**Work order:**
Your answer should show every line of the material below that includes "handle".

**Source records:**
□ □ □ □ □

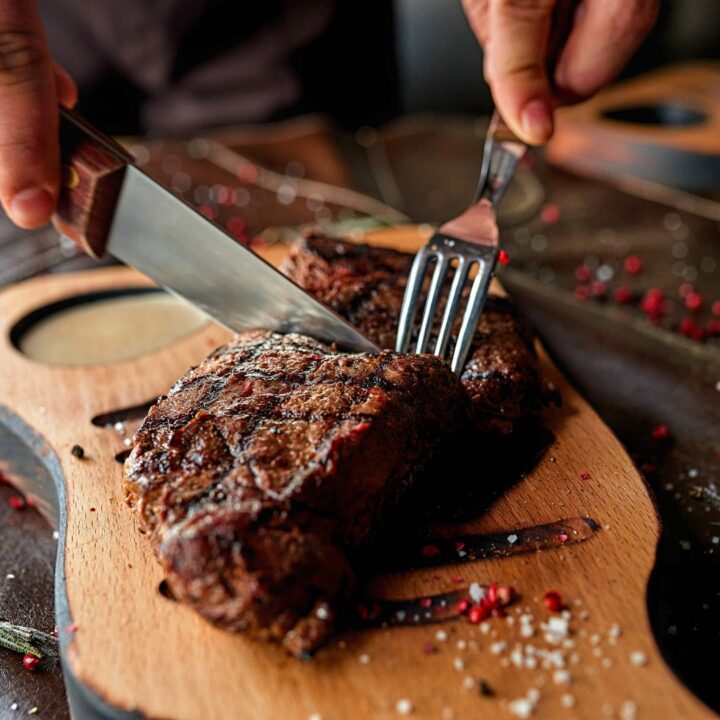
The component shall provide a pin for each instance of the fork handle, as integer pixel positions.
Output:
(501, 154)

□ □ □ □ □

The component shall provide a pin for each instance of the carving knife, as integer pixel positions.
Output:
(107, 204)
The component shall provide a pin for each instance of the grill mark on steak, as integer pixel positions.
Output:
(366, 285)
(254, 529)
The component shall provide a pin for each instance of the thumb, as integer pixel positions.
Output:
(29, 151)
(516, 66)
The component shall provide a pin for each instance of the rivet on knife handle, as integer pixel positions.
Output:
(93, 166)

□ □ □ □ □

**Result of this task:**
The component shall provide a pin for each instance of the fork handle, as integer pixel positions.
The component shall provide a pin for each instance of the rivet on knife handle, as integer pixel positions.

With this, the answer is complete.